====== 出典 ======

お笑い界の一大イベント!日本で最も有名な賞レース!それこそがその年の日本一の若手漫才師を決める大会「M-1グランプリ」だ。
今大会には大きく取り上げられたニュースがあった。
そしてお2人に代わって新たに審査員に加わったのは、バラエティ全盛期にはレギュラー番組を週14本抱え、NHKの「好きなタレント調査」では8年連続で女性部門の1位に輝いた伝説のタレント「山田邦子」さん。そしてもう御一方は、漫才師としての腕は折り紙付き、さらに漫才の分析がかなり的確で審査評も納得できるものが多い、博多華丸の博多大吉さんだ。大吉さんは2016年と2017年のM-1グランプリにおいて審査員をなさっていたので、新たに加わったというより戻ってきたという感覚に近い。
やはり注目は山田邦子さんがどのような審査をするのか。すごく楽しみである。
さて早速、今大会のネタレビューへと進行していこう。
今年決勝へ勝ち進んだ芸人を見てみると、かなりの実力者揃い。9組中5組が初の決勝進出ということなのだが、ほとんどが前年度の大会で準決勝へ駒を進めており、漫才師としてのスキルの高さは証明されている。2021年の『ぐるナイおもしろ荘』(日本テレビ)で優勝したダイヤモンドのみ、準決勝敗退を経験しておらず、準々決勝で負けていた彼らが準決勝を飛び越え、決勝進出を果たしたその成長ぶりは期待大だ。

====== 項目一覧 ======

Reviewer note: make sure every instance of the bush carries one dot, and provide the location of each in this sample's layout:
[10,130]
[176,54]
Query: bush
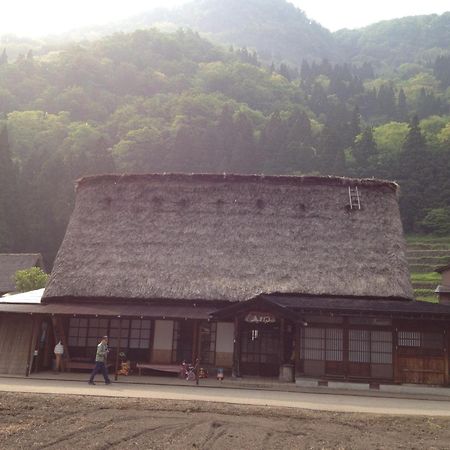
[30,279]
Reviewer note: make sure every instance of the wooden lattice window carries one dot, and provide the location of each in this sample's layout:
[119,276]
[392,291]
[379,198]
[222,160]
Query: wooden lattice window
[322,344]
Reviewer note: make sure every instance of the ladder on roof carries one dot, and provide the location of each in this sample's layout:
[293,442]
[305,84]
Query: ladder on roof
[353,195]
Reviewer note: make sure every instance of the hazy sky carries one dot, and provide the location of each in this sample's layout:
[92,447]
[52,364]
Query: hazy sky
[41,17]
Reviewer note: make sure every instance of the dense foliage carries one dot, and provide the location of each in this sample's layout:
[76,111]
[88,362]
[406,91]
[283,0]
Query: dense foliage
[30,279]
[154,102]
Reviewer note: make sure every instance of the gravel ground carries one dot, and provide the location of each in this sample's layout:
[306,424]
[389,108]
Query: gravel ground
[37,421]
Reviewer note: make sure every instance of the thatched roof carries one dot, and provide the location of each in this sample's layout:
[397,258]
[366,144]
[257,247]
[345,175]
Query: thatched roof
[10,263]
[230,237]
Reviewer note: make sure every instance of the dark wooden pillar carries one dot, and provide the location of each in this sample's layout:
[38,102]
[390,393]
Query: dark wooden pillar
[195,342]
[236,372]
[116,376]
[345,346]
[281,347]
[297,352]
[395,365]
[446,356]
[33,341]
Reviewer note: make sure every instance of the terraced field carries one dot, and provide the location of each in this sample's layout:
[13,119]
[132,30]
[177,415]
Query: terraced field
[425,254]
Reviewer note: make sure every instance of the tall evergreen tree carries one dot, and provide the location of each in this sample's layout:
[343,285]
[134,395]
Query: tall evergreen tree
[364,150]
[402,108]
[9,204]
[414,173]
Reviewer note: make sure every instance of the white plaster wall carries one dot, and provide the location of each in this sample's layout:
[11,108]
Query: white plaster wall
[163,335]
[225,337]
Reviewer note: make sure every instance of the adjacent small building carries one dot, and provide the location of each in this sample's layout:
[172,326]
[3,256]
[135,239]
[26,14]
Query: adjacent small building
[286,277]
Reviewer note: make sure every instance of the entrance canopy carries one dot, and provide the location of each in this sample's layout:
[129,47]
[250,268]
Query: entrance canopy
[294,307]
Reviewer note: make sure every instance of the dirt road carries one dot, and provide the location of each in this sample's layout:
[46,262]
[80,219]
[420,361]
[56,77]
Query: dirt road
[40,421]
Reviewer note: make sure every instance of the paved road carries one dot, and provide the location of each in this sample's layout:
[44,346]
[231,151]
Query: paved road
[321,402]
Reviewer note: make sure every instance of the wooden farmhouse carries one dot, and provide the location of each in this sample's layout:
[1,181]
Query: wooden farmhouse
[290,277]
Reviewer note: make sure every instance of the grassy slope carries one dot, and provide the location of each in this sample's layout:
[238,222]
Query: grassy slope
[425,254]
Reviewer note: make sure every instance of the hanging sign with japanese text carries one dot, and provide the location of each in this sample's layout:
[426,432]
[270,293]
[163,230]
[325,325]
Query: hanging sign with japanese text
[260,317]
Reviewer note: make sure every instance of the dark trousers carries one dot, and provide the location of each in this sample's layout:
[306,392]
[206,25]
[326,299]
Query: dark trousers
[100,367]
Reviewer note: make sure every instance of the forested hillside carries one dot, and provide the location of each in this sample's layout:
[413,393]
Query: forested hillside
[148,101]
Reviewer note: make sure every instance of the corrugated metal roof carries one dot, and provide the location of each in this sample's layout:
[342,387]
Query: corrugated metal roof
[360,305]
[137,310]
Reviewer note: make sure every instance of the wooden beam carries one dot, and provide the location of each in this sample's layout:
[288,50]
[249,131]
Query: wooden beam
[297,349]
[395,356]
[281,346]
[33,341]
[195,341]
[116,376]
[446,356]
[236,349]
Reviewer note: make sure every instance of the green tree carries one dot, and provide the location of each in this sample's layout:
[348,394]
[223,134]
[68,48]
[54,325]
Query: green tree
[414,172]
[30,279]
[364,152]
[9,204]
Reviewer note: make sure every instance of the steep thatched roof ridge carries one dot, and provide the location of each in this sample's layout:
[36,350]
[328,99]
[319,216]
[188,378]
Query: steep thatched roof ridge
[230,237]
[274,179]
[10,263]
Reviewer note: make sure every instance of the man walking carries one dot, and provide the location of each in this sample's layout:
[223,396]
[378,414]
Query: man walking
[100,361]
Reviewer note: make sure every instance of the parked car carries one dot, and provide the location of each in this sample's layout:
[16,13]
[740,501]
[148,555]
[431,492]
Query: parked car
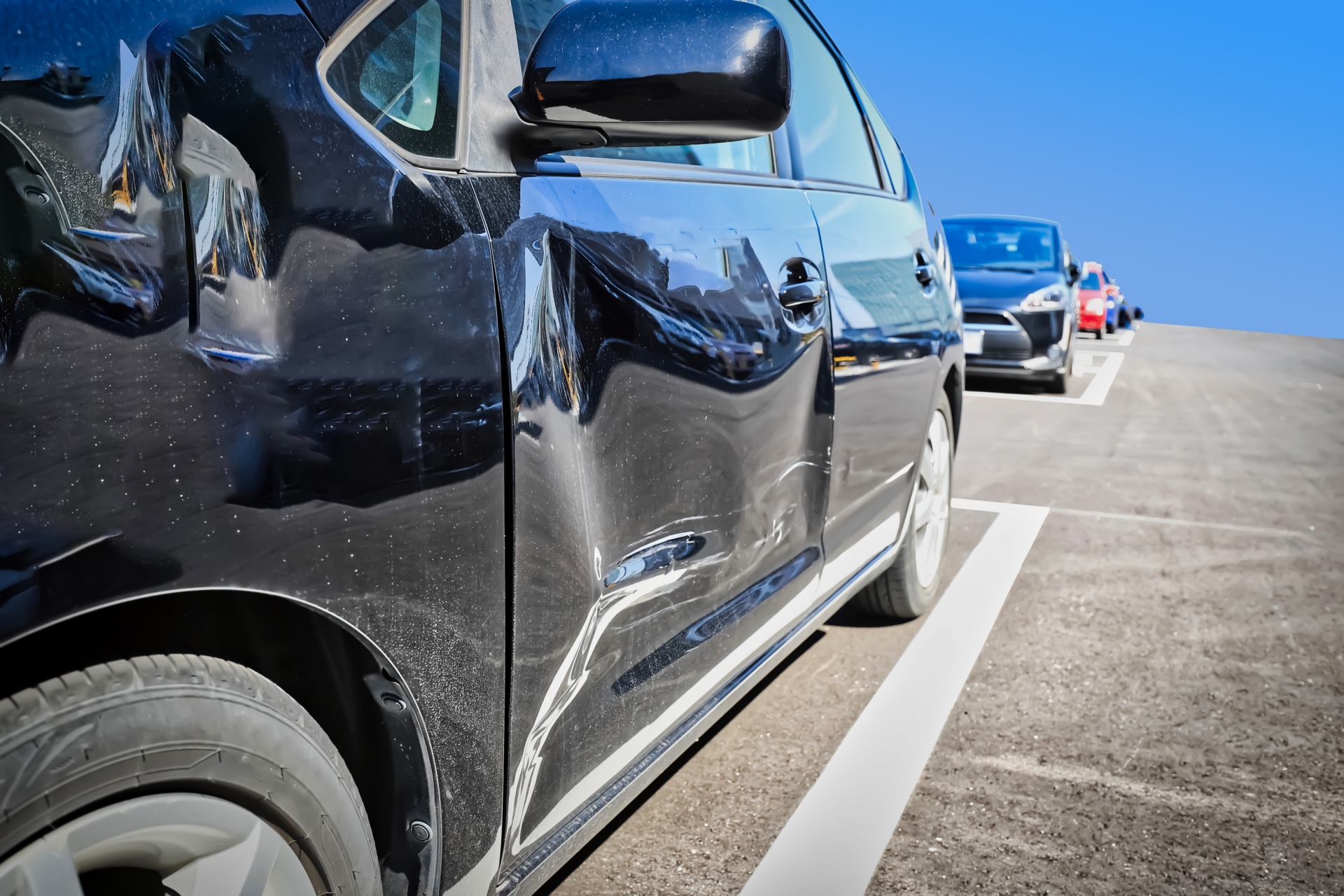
[403,466]
[1094,295]
[1016,280]
[1120,314]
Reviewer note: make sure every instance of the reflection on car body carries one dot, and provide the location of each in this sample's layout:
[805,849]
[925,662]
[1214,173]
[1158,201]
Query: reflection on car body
[498,444]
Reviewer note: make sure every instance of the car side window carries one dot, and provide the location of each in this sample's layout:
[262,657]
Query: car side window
[401,74]
[891,153]
[832,139]
[756,155]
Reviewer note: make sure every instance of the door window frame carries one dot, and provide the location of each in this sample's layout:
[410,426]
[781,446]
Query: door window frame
[346,35]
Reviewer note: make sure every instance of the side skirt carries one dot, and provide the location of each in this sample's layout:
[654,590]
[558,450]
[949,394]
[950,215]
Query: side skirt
[547,859]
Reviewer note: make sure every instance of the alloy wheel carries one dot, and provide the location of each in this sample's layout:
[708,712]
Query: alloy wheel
[195,844]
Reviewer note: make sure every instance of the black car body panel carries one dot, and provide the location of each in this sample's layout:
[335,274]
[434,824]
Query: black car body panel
[540,437]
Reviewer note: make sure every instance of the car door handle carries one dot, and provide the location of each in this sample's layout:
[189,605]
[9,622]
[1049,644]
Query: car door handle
[924,269]
[803,298]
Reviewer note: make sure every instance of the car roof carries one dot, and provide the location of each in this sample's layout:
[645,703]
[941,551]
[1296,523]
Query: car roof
[1015,218]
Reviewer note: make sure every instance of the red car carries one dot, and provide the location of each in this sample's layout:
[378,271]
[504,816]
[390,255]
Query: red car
[1093,290]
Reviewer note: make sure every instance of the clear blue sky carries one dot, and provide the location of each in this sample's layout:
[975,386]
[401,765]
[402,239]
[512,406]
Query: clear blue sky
[1193,148]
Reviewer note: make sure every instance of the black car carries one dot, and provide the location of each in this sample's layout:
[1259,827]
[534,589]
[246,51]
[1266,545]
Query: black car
[422,419]
[1018,286]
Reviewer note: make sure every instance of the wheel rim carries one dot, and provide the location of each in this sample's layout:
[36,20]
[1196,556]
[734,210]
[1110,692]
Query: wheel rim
[932,501]
[197,844]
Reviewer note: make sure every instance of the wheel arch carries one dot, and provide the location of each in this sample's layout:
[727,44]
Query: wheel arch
[344,680]
[952,384]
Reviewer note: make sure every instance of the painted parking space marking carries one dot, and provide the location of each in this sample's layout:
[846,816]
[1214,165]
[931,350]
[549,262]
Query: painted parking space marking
[1230,527]
[836,836]
[1093,396]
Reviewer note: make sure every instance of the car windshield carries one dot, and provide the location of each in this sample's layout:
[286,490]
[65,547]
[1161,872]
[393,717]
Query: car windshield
[1000,245]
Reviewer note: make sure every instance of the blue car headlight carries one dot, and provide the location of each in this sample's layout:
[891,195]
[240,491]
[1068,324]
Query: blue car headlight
[1044,300]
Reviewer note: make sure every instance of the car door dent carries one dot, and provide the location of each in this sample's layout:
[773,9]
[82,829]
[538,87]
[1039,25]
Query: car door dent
[714,622]
[634,748]
[565,687]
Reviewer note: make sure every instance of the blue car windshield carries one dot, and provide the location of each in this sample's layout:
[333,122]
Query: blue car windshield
[1000,245]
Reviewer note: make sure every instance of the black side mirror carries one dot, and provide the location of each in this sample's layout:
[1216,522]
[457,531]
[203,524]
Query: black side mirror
[655,73]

======

出典によると、博多大吉さんが以前M-1グランプリの審査員を務めたのは何年か。 項目は別の出典から集めたものである。

2016年と2017年。